Kupang? Di mana posisi persisnya, masih banyak yang tak tahu. Ada yang bilang dekat Lombok (NTB), atau dekat Bali. Tak banyak yang tahu bahwa ibukota Provinsi Nusa Tenggara Timur ini berada satu pulau dengan Timor Leste. Ya, sejak dulu, Kupang kalah pamor disbanding Dili.
Berada di pesisir Teluk Kupang, ini adalah kota yang “bhinneka tunggal ika”, karena penduduknya berasal dari berbagai macam suku : Timor, Rote, Sabu, Tionghoa, Flores dan sebagian pendatang dari Bugis dan Jawa. Luas wilayah Kota Kupang adalah 180,27 km2 dengan jumlah penduduk pada tahun 2014 : 450.360 jiwa.
Saat mendarat di bandara Internasional El Tari, saya langsung disergap udara panas…mungkin sekitar 37 derajat celcius, cukup menyengat untuk kulit saya yang biasa hidup di kota Bogor.
Persinggahan pertama kami selepas dari bandara adalah sebuah restoran Seafood yang direkomendasikan sahabat saya, mas Saptono dan mbak Lilyana, pemilik Agency AIA Kupang : restoran Suka Ramai. Restoran ini menyajikan aneka masakan Indonesia, namun yang “ngetop” adalah olahan daging semacam dendeng bernama Se’i dan -tentu saja- Tom Yam udangnya.
Hari pertama dihabiskan dengan mengisi kelas “Asuransi sebagai Solusi Masalah Waris dan Pajak” yang diselenggarakan oleh AIA Kupang. Materi ini adalah salah satu materi yang sedang banyak ingin diketahui orang, seiring makin banyaknya orang yang sejahtera dan mulai meninggalkan banyak Warisan untuk anak atau istrinya
SOE dan HUTAN WISATA BUAT
Hari kedua di Kupang saya mulai dengan bergegas, karena sudah ada tujuan yang menanti : Kota So’e, hutan wisata Buat dan Pantai Kolbano. Ketiganya terletak di wilayah Timor Tengah Selatan.
Perjalanan dimulai dari Kupang. Mungkin kalau mau diperbandingkan, Soe ini semacam Kota Malang di Jawa Timur. Soe terletak 110 kilometer dari Kota Kupang. Soe dulunya dijuluki kota terdingin se pulau Timor dan sempat menjadi sentra Jeruk Keprok dan Apel Soe. Namun seiring terjadinya perubahan suhu, sedikit-sedikit pohon Jeruk dan Apel mulai punah.
Di Soe kami bertemu beberapa nasabah orang nasabah AIA, yang salah satunya dipercaya sebagai orang terkaya kedua di kota Soe. Namun, walaupun memiliki predikat sebagai orang terkaya, kesehariannya dia isi di belakang meja kasir di Toko yang dikelolanya. Sangat bersahaja.

[Tugas Latihan]
**a.** Tulis ulang teks perjalanan ke Kupang dari "Kupang? Di mana" sampai "pamor disbanding Dili.", dengan mengganti "Dili" menjadi "Denpasar".
**b.** Menurut teks perjalanan ke Kupang, berapa jarak Soe dari Kota Kupang?
**c.** Lanjutkan teks perjalanan ke Kupang mulai dari kalimat terakhirnya.

[Bahan yang Disediakan]

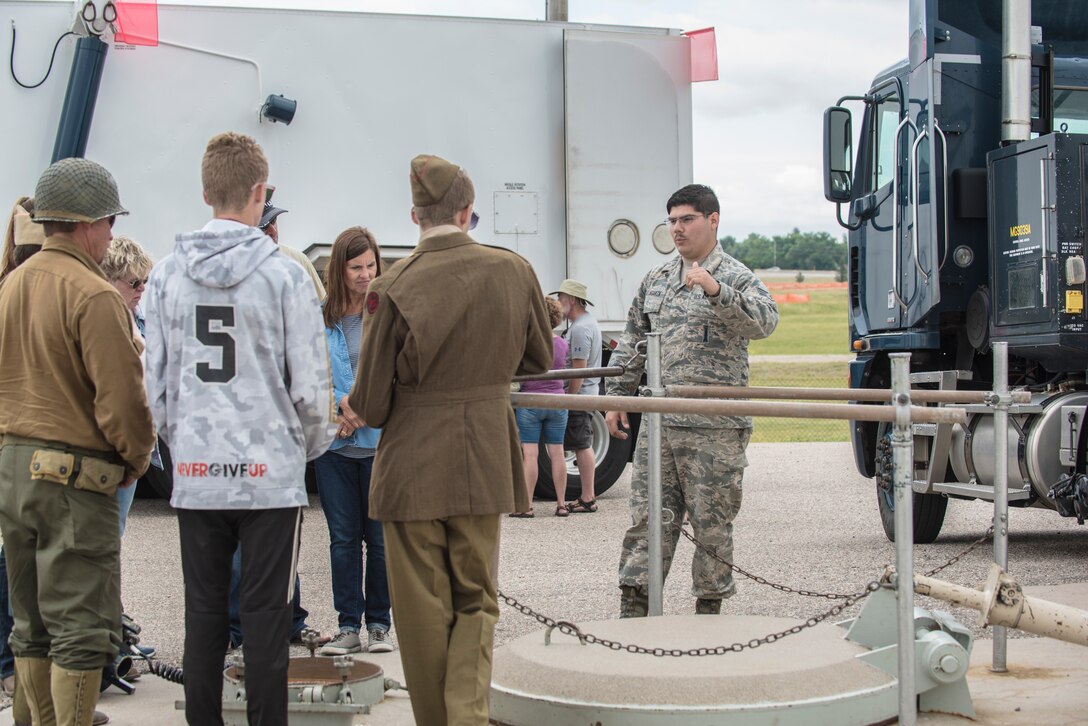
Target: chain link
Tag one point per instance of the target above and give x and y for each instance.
(589, 638)
(844, 601)
(974, 545)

[Jawaban Setiap Tugas]
**a.**
Kupang? Di mana posisi persisnya, masih banyak yang tak tahu. Ada yang bilang dekat Lombok (NTB), atau dekat Bali. Tak banyak yang tahu bahwa ibukota Provinsi Nusa Tenggara Timur ini berada satu pulau dengan Timor Leste. Ya, sejak dulu, Kupang kalah pamor disbanding Denpasar.

**b.** 110 kilometer

**c.**
Dari kota Soe, perjalanan kami lanjutkan ke hutan Wisata Buat, yang jaraknya tak jauh dari pusat kota Soe. Kami tak sempat menghitung, namun waktu tempuh tak sampai limabelas menit. Tadinya saya bingung, apa menariknya hutan ini ? Ternyata saya datang pada saat yang kurang tepat.
Hutan Wisata Buat diisi oleh pohon Mahoni, Kayu Putih dan beberapa pinus. Pada suatu saat di bulan Juni atau Juli, saat daun mahoni berguguran, katanya suasa hutan ini mirip di Korea.
Pemandangannya sangat “instagrammable” demikian kata anak jaman now. Hamparan daun kering yang berwarna kuning menjadi latar foto yang luar biasa indah. Dan kalau sudah diunggah ke Instagram, hampir dipastikan banyak yang tak percaya itu ada di pulau Timor, Indonesia.
Saya tak lama menghabiskan waktu di Hutan Wisata Buat ini karena pada hari biasa, hutan ini sepi tak ada kegiatan apapun. Perjalanan saya lanjutkan ke Pantai Kolbano.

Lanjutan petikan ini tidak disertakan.